▶ Task description: Copy each line of the data below with the word "fern".

▶ Records drawn from a dataset:
______________________________

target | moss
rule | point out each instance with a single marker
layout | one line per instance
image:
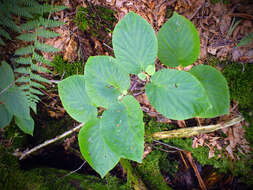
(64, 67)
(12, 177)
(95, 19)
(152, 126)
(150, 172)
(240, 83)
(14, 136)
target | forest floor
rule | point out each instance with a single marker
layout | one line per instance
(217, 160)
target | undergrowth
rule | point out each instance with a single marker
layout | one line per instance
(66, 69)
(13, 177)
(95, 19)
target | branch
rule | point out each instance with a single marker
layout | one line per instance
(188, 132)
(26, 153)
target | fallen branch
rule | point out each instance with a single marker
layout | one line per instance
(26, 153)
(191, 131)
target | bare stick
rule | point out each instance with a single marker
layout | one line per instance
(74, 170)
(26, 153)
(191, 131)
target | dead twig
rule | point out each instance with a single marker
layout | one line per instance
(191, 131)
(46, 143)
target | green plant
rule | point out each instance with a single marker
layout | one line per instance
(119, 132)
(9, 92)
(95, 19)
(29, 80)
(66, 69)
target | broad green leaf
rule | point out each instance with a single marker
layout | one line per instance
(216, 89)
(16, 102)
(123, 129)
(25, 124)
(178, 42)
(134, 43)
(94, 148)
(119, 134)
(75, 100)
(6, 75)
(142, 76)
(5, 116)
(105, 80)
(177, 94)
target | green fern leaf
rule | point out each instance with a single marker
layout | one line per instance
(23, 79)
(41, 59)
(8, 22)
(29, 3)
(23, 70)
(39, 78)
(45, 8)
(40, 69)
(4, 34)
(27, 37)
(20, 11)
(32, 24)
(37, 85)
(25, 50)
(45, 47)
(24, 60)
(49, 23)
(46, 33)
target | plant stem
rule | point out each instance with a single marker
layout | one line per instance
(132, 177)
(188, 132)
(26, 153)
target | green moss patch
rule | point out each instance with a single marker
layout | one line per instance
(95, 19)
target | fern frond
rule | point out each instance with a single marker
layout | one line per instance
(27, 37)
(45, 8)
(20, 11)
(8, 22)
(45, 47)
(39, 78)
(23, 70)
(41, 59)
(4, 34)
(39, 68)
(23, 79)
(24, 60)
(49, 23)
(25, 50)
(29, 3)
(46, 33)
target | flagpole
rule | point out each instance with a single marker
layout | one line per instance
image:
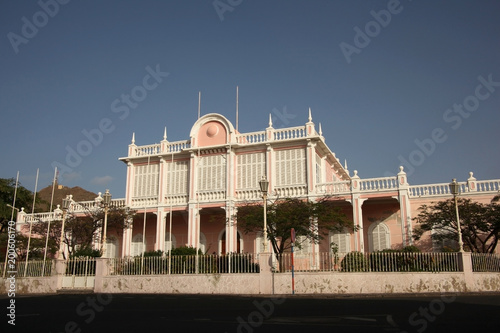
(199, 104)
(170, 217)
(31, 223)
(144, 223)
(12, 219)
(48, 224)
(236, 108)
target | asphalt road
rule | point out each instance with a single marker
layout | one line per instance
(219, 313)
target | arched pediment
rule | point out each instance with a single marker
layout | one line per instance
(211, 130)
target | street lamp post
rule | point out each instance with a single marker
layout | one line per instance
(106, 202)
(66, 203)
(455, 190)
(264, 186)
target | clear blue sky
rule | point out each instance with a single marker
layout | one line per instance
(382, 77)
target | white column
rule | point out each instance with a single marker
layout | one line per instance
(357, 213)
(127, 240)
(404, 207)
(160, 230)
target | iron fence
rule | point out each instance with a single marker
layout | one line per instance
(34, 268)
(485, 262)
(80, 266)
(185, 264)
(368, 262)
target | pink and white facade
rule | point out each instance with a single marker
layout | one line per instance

______________________________

▶ Answer space:
target | green fern leaf
target | fern frond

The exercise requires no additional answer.